- Records from a data source -
[start]

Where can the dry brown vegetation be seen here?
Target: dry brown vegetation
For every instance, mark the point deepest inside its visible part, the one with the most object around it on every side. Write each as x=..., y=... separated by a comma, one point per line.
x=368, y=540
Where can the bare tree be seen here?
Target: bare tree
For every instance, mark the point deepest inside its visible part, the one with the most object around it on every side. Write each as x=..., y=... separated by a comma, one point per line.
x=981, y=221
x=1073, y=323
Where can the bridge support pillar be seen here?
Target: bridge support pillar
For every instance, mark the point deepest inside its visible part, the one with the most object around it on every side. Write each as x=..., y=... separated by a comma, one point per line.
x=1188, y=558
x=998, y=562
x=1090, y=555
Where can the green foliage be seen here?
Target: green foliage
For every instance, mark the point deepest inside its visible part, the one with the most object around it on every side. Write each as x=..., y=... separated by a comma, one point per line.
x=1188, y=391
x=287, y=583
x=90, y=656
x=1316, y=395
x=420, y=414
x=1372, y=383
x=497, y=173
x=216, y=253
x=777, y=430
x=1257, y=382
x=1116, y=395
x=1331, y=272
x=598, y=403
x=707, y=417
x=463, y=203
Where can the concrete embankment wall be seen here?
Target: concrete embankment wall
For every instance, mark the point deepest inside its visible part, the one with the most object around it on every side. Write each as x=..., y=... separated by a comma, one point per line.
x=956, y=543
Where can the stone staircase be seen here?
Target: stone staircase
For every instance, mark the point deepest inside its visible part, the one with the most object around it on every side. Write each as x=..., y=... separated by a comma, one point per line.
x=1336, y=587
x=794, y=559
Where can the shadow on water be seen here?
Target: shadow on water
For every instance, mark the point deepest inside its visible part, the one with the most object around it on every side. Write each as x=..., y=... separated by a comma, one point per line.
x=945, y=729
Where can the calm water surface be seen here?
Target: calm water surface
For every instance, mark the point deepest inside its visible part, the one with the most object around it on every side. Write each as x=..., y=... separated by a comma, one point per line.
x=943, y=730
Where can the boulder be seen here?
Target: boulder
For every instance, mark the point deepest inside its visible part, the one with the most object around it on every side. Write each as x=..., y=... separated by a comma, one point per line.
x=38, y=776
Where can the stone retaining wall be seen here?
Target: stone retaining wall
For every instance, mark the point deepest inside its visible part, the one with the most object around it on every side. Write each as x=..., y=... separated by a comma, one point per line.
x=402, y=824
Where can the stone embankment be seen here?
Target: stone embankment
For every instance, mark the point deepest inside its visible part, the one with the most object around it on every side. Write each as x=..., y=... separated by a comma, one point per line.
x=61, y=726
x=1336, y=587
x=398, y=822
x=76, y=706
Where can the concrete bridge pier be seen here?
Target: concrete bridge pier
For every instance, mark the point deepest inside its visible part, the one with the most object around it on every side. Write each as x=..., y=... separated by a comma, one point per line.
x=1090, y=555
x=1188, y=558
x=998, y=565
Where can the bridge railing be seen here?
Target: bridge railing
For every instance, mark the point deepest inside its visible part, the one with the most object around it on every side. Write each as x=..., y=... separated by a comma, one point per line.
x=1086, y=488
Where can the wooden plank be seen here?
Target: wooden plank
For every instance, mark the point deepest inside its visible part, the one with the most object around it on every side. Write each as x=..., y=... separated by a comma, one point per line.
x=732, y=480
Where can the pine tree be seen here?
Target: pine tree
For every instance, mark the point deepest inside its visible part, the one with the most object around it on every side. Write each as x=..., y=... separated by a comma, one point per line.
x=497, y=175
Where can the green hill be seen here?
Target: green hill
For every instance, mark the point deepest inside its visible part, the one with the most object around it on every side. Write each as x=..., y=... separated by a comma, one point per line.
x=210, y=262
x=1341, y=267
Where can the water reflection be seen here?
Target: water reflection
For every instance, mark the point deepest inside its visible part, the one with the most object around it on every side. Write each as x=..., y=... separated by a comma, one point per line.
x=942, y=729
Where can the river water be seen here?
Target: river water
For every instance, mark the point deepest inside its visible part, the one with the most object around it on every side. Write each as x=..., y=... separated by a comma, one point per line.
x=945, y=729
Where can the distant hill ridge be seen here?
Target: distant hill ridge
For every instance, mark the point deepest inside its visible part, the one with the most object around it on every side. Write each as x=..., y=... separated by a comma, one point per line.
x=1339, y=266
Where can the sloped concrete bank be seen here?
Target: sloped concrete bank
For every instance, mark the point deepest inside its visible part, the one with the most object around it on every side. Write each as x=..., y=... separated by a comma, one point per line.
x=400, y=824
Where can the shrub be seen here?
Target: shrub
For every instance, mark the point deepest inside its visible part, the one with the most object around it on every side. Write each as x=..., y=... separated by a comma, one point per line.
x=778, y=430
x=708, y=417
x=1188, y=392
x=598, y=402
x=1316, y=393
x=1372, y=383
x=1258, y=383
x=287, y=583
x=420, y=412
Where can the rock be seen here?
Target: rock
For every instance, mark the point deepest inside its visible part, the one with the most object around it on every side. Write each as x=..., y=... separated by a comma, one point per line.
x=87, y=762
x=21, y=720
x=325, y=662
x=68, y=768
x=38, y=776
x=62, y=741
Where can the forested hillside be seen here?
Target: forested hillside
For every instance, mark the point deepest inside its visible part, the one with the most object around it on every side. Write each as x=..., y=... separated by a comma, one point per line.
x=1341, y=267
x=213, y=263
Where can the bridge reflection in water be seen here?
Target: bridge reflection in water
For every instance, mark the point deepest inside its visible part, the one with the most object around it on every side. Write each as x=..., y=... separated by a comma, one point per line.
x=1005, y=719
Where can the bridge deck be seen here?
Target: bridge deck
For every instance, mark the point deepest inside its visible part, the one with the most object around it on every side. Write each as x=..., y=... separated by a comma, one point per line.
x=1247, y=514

[end]

- Exercise details -
Change "dry brown vegetation" to "withered brown grass" in the records from their first line up to and including the line with "x=368, y=540", and write out only those lines with nothing else altered.

- Result of this exercise -
Where can the withered brown grass be seen here?
Target: withered brown grass
For every instance, mark the point deepest inside its visible part, the one with the most object around it on every side. Write each as x=..., y=... separated by a comma, one point per line.
x=368, y=540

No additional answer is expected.